_Extract:_

>>

Two Distinct Programs Feature
Premieres by William Forsythe and Tiffany Rea-Fisher
Plus Works by Robert Garland, Nacho Duato, Geoffrey Holder and More
Dates: April 19 - 23, 2023

After a dozen years as artistic director of Dance Theatre of Harlem, Virginia Johnson will leave her post to her mentee, Robert Garland, this summer. The company’s spring season, April 19-23, at New York City Center, bade her farewell and celebrated her tenure. Johnson re-launched the company after financial difficulties required a hiatus from 2004 to 2012, when only the school was in operation.

Founded by Arthur Mitchell and Karel Shook in 1969, DTH has been the major force in US-American ballet to place African-American dancers center stage. Thankfully, other companies are finally starting to catch up in diversifying their ranks, and DTH will eventually have to redefine itself.

One way to go is to commission new work from master choreographers. Another is to look back at treasures from yesteryear that set the company apart.

<<

_Extracted information:_
>>

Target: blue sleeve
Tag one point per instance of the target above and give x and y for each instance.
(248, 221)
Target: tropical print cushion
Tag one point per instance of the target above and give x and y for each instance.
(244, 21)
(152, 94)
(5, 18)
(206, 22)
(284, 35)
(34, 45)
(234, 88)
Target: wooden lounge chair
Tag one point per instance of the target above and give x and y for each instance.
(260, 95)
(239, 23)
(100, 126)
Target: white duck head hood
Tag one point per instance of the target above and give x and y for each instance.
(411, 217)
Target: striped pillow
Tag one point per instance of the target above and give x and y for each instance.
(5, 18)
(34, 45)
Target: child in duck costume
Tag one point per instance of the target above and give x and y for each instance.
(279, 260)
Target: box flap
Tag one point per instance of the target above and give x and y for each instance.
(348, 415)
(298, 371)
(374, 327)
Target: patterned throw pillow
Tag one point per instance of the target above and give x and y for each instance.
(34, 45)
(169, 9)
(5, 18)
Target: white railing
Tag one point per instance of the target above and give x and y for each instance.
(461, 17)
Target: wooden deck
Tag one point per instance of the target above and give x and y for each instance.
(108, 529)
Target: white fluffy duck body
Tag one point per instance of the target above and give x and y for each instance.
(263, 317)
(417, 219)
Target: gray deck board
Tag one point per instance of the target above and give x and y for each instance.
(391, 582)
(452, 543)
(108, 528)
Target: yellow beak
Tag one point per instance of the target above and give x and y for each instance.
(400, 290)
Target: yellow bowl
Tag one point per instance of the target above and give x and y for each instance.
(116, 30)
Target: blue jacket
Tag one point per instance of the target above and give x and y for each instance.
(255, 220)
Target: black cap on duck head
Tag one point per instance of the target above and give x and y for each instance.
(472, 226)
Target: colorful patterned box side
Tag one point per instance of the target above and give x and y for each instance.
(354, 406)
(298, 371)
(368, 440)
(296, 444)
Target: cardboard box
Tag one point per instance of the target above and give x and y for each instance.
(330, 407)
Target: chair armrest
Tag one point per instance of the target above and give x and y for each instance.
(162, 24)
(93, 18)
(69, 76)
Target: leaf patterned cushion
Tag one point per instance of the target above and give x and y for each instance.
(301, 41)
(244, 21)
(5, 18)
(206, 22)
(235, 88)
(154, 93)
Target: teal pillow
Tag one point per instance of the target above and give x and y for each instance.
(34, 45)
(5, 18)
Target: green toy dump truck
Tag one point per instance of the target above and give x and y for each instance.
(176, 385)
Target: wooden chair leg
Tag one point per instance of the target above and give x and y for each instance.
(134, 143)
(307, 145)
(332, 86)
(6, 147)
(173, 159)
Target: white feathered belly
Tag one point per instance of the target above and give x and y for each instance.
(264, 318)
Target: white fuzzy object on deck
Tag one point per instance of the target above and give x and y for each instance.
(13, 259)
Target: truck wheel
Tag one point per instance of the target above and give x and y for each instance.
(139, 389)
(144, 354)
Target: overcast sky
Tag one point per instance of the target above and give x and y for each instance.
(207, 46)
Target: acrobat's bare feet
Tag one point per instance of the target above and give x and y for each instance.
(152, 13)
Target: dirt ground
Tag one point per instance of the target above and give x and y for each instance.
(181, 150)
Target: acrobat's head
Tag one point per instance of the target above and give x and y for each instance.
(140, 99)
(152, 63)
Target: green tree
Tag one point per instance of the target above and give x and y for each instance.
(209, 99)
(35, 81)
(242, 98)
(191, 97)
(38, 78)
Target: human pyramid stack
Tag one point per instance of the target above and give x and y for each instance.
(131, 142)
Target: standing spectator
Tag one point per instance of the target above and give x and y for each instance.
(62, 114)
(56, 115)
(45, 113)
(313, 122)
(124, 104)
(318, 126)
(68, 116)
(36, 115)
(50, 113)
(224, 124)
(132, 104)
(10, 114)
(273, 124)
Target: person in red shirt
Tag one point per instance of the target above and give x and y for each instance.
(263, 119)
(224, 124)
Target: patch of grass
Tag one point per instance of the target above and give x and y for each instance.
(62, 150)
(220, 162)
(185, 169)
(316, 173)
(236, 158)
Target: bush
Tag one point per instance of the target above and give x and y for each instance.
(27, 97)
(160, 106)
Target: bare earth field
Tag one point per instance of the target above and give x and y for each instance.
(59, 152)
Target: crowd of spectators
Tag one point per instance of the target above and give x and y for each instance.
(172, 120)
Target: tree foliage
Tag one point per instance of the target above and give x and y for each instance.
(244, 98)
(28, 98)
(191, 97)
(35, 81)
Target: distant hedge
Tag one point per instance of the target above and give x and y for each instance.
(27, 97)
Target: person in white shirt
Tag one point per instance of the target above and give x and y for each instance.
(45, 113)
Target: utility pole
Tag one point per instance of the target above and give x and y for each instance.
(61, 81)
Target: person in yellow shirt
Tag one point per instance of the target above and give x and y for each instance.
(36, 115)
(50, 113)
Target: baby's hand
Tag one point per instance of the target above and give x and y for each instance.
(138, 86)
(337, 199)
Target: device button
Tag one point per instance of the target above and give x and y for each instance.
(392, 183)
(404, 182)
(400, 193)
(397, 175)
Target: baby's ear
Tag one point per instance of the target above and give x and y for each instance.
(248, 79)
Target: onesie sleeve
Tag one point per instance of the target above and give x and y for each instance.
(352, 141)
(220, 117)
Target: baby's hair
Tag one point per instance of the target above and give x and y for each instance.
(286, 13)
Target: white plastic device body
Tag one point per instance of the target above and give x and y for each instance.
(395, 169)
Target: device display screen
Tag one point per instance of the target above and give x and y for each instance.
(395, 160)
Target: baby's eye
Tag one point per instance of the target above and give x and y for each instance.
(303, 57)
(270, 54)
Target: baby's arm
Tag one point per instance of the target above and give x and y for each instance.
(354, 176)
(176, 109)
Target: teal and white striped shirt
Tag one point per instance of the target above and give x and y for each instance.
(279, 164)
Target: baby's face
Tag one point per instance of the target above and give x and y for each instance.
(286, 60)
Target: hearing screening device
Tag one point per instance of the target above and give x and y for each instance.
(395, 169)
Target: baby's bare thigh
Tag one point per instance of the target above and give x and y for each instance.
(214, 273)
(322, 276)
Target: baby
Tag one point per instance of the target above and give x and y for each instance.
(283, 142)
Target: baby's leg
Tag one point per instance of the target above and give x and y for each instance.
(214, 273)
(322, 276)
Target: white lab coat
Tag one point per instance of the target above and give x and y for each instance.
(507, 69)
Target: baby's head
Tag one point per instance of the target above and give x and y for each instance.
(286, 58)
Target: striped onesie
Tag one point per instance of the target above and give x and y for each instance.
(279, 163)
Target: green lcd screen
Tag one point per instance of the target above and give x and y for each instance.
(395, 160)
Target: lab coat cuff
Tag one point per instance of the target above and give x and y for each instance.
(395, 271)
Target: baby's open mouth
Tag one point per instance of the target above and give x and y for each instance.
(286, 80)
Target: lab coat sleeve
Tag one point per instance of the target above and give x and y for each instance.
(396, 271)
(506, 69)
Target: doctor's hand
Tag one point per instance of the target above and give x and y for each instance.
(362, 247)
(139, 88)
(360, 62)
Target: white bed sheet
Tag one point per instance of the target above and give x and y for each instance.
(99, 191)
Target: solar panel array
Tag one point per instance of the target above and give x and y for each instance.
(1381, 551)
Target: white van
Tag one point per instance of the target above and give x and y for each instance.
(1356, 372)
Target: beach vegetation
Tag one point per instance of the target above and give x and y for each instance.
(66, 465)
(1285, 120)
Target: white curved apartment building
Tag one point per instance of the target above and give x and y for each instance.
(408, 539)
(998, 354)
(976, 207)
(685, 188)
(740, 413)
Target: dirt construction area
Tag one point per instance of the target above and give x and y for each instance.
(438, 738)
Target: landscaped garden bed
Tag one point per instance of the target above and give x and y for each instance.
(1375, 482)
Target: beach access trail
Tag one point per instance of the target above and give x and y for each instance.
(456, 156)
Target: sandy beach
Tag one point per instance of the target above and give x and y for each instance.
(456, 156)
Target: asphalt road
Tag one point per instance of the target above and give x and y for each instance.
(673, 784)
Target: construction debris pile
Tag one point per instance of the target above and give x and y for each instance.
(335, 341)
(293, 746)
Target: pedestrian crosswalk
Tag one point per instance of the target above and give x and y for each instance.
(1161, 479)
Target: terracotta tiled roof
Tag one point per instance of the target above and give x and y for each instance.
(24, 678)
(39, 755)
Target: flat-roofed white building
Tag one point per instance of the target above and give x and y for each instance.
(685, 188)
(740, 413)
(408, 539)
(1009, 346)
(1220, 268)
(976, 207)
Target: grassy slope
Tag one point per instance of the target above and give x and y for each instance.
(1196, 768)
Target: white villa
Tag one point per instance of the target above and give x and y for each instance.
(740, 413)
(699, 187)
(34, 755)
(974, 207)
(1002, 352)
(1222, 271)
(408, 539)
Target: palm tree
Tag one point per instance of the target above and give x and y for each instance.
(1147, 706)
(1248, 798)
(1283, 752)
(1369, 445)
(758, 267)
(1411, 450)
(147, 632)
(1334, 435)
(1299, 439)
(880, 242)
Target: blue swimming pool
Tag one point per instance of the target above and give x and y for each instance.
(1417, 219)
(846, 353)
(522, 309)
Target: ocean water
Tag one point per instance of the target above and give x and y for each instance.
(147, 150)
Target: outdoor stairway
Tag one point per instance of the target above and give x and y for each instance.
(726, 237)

<<

_Task 1:_
Answer these questions from the article on Dance Theatre of Harlem.
(a) Who will take over from Virginia Johnson as artistic director?
(b) Between which years was the company on hiatus?
(c) Who founded Dance Theatre of Harlem, and in what year?
_Task 2:_ Supply a short continuation of the article on Dance Theatre of Harlem, beginning right after its last sentence.

_Task result 1:_
(a) Robert Garland, her mentee.
(b) From 2004 to 2012.
(c) Arthur Mitchell and Karel Shook, in 1969.

_Task result 2:_
two handsome Black dancers in burgundy leotard costumes partner. the male figure supports his female counterpart as she lunges backwards arching her back and looking out to the audience
Lindsey Donnell and Derek Brockington in  William Forsythe's Blake Works IV (The Barre Project); photo by Theik Smith

William Forsythe is in his fifth decade at the forefront of innovation in ballet. It is high time for the company to acquaint itself with his visionary approach, which includes an improvisatory process (think Alwin Nikolais) and adds directional facets to ballet’s space grid by tilting and twisting the body’s torso and limbs (think Merce Cunningham).

A program note by the choreographer explains the motivation for his BLAKE WORKS IV, subtitled THE BARRE PROJECT. This ballet was “…conceived at the height of the pandemic as an homage to the legions of dancers who, while holding on to any available piece of domestic furniture, attempted to sustain their professional abilities with at home barre exercises.”

A series of solos at a short piece of barre plays with classical ballet vocabulary and uses the barre as a safe space. The barre is home. It lends support. It is a trusted friend.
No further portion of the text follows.